# Questions About Cops



## Boys69 (Aug 13, 2007)

We are all growing outside, and me being new to this, when do they cops fly around looking for crops? Do they use heat guns or something? How can you hide them, and make sure the po-po don't steal your plants? If they do find say about 10 plants do they even bother? and do they just come in and take your plants, or have a steak out, and wait to catch you in the act watering them?

Please as much info as possible, I dont want to get caught or for my plants to get stolen, by the police. 

Thanks


----------



## Mutt (Aug 13, 2007)

How spread out are they...or is it one single plot?


----------



## jash (Aug 13, 2007)

they searching with chopers from begging of this month for big grows-10 feet plants,where im living they already busted a 3450 plants grow,another one of 700-they found them cause of plant height and number,dont think that they'll come for 10 plants but you never know..be prudent,you know..better safe than sorry..


----------



## Freak420 (Aug 13, 2007)

yeah they just busted a house around here. the whole house was used as a grow room and the back yard.. it was around 5 mill. in crop....


----------



## sap_boy (Aug 13, 2007)

I have only one plant. Should I even be worried about cops? Would they really waste their time on one plant, particularly in New York where it's decriminalized?


----------



## Geter-D1 (Aug 13, 2007)

if your state is decriminalized , i , wouldnt stake a whole lot of worry over 1 plant , they can probably get just as much or more , from some one dealing on the street corner there , i would read what your state laws are  this would be of greater help ..i think stickybudz has a link on all his posts for this  . check it out   it is sticky budz


----------



## walter (Aug 13, 2007)

Given information >>
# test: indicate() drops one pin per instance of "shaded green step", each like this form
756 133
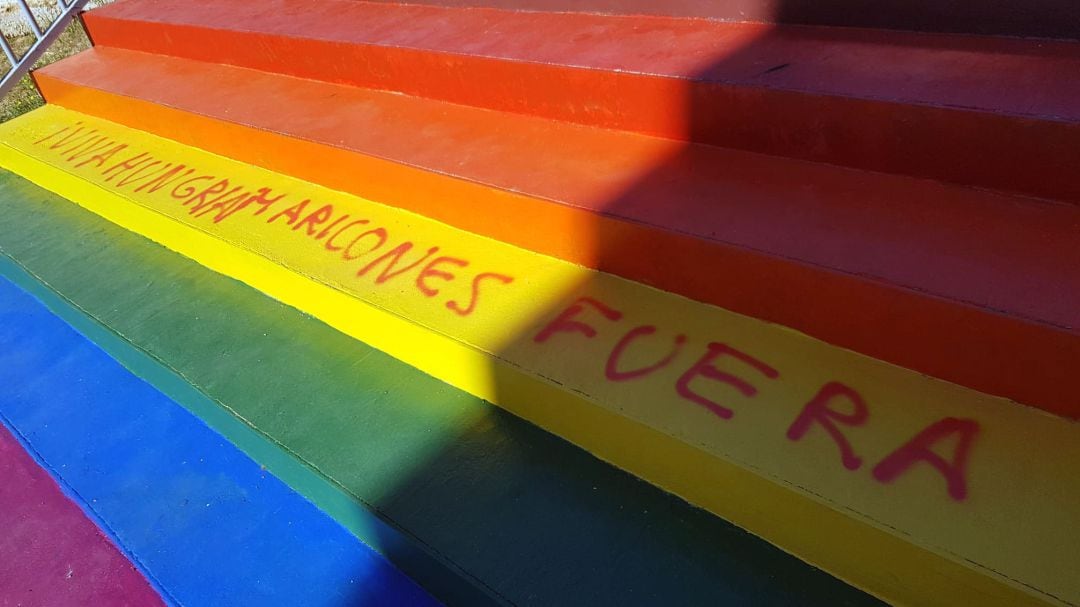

Written instruction >> Print the whole "Questions About Cops" thread, word for word. Only the thread is needed here; leave the material aside.

Result of the task >>
# Questions About Cops



## Boys69 (Aug 13, 2007)

We are all growing outside, and me being new to this, when do they cops fly around looking for crops? Do they use heat guns or something? How can you hide them, and make sure the po-po don't steal your plants? If they do find say about 10 plants do they even bother? and do they just come in and take your plants, or have a steak out, and wait to catch you in the act watering them?

Please as much info as possible, I dont want to get caught or for my plants to get stolen, by the police. 

Thanks


----------



## Mutt (Aug 13, 2007)

How spread out are they...or is it one single plot?


----------



## jash (Aug 13, 2007)

they searching with chopers from begging of this month for big grows-10 feet plants,where im living they already busted a 3450 plants grow,another one of 700-they found them cause of plant height and number,dont think that they'll come for 10 plants but you never know..be prudent,you know..better safe than sorry..


----------



## Freak420 (Aug 13, 2007)

yeah they just busted a house around here. the whole house was used as a grow room and the back yard.. it was around 5 mill. in crop....


----------



## sap_boy (Aug 13, 2007)

I have only one plant. Should I even be worried about cops? Would they really waste their time on one plant, particularly in New York where it's decriminalized?


----------



## Geter-D1 (Aug 13, 2007)

if your state is decriminalized , i , wouldnt stake a whole lot of worry over 1 plant , they can probably get just as much or more , from some one dealing on the street corner there , i would read what your state laws are  this would be of greater help ..i think stickybudz has a link on all his posts for this  . check it out   it is sticky budz


----------



## walter (Aug 13, 2007)